Gather every line of the records below that contains the string "woman", matching case exactly.

'''

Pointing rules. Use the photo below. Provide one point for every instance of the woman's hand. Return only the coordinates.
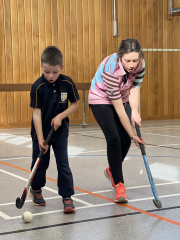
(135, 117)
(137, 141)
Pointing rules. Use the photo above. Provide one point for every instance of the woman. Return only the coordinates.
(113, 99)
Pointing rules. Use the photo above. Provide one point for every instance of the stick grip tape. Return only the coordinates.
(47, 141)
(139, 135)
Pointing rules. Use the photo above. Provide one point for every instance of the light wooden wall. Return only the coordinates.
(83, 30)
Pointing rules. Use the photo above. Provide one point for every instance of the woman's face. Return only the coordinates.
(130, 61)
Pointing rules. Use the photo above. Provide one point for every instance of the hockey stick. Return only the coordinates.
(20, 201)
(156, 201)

'''
'''

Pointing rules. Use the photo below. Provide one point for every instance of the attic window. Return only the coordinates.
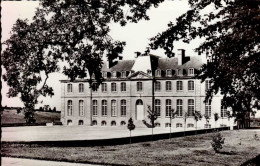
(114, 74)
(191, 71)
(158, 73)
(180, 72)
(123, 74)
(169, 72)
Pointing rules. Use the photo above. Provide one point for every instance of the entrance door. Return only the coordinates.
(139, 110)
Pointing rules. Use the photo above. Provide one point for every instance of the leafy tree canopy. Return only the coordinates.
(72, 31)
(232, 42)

'''

CORRECT RESPONSE:
Pointing rules. Use the photo below. Provide one point for every instance of the woman's hand. Return only the coordinates.
Pointing rules. Use the photo above. Provide one point for every instance of the woman. Return only the coordinates.
Pointing rules. Use the photo above. Provide one point for every instance of the woman's face. Return only the coordinates.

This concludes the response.